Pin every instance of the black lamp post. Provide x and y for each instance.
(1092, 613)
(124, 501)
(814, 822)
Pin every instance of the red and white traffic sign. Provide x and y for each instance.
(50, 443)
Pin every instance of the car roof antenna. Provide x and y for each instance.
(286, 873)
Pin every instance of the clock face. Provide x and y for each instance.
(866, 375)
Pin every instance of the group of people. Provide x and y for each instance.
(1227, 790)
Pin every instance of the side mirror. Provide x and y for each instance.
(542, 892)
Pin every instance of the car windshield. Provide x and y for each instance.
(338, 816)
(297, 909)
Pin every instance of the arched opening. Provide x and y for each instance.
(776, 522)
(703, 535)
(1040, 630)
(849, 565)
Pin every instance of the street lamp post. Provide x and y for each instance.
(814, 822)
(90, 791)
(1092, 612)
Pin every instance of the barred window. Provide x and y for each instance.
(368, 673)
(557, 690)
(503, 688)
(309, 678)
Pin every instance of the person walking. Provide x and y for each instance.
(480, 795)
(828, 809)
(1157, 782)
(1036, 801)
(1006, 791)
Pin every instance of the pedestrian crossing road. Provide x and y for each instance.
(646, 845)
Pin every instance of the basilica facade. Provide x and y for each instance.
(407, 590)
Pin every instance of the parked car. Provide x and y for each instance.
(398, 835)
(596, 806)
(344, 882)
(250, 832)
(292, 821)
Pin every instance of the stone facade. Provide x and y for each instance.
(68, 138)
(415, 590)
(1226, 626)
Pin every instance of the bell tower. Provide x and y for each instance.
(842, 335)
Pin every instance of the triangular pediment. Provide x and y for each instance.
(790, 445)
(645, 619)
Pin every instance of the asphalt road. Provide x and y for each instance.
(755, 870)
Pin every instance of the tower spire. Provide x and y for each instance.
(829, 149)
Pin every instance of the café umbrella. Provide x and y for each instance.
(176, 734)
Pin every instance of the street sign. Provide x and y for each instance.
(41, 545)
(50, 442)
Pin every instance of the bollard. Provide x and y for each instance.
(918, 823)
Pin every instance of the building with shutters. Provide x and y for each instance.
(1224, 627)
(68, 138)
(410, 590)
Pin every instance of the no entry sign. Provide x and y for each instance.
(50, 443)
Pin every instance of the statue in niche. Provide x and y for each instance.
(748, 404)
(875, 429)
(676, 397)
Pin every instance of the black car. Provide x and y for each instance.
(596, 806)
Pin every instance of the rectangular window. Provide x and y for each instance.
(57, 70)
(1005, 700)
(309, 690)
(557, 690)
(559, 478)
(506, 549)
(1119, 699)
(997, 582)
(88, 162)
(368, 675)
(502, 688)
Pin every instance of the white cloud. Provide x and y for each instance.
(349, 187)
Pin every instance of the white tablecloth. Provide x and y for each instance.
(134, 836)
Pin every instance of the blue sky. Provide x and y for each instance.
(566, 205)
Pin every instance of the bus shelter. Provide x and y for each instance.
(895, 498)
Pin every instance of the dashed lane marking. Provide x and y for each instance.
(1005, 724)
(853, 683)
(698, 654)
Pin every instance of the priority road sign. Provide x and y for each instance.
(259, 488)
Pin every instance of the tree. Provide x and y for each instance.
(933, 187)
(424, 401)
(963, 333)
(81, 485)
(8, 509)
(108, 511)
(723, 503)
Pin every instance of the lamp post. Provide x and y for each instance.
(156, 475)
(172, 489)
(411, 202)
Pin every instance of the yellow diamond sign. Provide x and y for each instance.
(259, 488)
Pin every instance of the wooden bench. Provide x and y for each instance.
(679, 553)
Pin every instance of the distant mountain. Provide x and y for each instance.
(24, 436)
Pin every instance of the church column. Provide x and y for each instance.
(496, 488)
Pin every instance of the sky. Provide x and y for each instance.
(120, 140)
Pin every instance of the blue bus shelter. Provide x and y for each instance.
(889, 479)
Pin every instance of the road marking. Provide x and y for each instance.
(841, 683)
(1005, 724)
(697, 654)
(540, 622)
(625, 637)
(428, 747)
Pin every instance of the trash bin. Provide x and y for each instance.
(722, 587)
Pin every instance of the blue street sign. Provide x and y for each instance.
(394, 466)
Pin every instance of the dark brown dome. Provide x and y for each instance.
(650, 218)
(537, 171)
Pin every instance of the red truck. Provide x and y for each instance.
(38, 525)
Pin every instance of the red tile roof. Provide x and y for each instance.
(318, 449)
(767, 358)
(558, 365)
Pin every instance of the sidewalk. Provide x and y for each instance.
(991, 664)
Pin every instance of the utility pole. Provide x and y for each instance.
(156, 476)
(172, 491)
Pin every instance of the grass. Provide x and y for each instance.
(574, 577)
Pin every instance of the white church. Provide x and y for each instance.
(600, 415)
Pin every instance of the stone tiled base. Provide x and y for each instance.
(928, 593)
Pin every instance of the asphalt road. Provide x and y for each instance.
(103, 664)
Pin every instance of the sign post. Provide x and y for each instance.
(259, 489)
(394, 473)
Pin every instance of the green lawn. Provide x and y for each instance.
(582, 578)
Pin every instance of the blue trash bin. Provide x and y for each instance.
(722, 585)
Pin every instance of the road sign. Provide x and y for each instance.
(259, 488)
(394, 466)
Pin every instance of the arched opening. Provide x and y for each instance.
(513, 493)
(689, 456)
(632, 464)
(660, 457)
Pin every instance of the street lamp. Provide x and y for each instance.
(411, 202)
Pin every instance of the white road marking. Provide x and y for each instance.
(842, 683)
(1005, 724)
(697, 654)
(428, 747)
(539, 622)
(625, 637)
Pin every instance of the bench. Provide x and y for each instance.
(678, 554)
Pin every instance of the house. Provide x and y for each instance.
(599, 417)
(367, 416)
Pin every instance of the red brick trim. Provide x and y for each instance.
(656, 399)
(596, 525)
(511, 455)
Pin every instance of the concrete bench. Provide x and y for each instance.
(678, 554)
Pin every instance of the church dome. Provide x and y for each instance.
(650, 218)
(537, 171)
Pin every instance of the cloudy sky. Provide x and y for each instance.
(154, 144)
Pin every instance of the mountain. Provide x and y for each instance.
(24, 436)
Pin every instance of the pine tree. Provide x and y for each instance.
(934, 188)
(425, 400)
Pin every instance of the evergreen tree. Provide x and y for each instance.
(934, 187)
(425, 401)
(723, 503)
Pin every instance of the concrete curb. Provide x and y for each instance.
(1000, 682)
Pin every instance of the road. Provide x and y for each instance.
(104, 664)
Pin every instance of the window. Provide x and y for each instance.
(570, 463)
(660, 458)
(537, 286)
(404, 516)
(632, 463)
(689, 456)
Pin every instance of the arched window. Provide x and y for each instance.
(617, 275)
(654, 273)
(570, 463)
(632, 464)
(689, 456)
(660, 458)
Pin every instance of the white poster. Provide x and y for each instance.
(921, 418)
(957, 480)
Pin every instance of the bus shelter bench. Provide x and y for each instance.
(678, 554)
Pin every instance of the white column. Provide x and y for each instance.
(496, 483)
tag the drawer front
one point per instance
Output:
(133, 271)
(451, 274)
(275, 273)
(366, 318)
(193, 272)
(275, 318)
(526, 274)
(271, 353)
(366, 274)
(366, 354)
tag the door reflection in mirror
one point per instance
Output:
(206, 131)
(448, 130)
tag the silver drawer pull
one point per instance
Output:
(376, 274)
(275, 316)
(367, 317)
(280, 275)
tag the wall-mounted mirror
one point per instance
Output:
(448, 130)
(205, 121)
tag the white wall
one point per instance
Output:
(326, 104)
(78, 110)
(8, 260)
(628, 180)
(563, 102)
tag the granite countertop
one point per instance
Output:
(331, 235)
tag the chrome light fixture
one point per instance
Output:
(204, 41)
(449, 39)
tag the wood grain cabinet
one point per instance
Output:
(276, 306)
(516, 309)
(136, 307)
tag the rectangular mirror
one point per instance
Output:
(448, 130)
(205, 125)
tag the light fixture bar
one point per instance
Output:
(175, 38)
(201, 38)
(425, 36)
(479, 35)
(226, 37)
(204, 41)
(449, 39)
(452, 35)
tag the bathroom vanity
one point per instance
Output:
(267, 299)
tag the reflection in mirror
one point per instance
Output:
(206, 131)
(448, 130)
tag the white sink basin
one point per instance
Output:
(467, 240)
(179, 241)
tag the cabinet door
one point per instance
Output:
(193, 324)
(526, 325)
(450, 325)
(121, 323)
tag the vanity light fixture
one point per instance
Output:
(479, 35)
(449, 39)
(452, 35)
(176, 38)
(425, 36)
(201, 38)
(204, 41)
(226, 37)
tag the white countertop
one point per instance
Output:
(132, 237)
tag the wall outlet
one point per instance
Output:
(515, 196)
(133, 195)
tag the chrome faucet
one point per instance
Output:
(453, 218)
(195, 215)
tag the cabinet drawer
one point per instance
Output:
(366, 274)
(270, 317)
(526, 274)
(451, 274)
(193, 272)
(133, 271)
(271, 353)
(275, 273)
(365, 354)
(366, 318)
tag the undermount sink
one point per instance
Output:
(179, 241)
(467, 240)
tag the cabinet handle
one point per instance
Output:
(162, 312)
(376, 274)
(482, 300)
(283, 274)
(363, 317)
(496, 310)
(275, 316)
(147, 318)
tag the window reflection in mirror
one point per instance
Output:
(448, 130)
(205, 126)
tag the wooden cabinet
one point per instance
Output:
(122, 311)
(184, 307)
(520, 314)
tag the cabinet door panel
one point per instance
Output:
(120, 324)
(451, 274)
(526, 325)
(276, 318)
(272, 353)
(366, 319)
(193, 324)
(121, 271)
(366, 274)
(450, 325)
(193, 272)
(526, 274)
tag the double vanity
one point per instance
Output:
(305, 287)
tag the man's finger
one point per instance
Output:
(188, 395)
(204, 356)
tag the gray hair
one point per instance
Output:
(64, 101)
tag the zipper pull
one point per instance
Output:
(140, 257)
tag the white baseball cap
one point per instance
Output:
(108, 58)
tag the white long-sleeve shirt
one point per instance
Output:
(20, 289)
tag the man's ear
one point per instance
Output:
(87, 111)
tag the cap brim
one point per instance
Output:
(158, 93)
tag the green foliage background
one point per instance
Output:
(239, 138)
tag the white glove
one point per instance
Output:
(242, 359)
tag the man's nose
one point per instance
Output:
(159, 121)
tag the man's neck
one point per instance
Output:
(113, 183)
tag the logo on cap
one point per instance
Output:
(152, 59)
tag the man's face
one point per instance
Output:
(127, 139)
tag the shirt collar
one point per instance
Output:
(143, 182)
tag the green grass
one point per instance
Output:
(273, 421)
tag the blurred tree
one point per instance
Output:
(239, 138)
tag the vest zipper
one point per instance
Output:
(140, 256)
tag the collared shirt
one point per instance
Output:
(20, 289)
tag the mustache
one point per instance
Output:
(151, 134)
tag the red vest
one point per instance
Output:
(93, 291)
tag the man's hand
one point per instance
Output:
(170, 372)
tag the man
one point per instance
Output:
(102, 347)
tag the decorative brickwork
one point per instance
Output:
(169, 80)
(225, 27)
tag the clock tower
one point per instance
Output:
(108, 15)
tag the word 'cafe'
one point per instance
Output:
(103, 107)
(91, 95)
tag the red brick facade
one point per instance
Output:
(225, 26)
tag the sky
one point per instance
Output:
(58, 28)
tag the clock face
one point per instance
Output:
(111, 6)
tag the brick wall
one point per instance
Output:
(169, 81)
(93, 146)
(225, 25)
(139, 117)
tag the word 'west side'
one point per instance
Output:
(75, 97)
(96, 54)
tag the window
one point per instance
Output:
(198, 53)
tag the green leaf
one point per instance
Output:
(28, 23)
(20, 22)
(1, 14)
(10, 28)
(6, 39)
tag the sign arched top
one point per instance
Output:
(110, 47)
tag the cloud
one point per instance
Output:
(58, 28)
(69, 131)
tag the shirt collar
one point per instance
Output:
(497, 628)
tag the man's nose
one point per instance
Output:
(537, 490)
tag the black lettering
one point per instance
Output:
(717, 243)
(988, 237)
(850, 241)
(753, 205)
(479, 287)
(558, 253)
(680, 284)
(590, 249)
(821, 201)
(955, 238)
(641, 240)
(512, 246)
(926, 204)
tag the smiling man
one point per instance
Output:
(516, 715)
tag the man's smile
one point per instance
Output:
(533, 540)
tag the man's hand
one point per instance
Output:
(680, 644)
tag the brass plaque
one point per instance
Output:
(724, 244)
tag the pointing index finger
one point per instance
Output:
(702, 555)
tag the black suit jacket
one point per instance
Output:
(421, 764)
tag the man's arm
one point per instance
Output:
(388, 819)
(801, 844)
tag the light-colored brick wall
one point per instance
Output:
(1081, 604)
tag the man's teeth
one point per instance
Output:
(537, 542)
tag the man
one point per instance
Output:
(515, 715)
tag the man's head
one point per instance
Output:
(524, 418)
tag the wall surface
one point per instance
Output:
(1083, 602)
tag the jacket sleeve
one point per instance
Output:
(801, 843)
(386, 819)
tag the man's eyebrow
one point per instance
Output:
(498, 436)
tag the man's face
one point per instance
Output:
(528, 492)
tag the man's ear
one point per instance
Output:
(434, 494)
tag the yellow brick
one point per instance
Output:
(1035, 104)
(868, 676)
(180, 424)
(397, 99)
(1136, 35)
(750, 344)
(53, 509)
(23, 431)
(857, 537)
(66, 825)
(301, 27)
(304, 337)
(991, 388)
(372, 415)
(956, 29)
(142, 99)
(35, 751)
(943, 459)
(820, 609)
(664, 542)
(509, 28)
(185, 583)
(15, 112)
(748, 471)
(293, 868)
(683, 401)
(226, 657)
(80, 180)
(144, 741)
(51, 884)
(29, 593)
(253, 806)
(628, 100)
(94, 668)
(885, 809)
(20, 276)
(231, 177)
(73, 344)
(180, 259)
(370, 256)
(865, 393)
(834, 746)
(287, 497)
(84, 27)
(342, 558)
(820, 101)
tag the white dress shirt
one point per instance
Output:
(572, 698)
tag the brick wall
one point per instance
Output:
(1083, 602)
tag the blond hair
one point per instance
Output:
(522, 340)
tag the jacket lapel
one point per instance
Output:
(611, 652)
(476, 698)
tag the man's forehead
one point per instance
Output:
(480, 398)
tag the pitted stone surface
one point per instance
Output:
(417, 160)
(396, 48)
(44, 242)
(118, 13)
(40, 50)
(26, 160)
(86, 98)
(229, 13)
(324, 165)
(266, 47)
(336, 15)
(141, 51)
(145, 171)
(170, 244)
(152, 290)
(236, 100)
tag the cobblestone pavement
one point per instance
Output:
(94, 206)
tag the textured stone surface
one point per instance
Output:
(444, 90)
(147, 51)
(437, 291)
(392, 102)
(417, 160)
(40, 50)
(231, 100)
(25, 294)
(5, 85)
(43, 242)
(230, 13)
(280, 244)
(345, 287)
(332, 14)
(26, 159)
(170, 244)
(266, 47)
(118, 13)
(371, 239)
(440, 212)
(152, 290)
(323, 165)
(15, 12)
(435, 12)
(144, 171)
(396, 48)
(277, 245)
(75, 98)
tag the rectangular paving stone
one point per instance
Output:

● ● ●

• [ASSIGNED TASK] Search the data for the string "surface" and copy every line where it appears.

• [TASK RESULT]
tag the wall surface
tag the pitted stone surface
tag the textured stone surface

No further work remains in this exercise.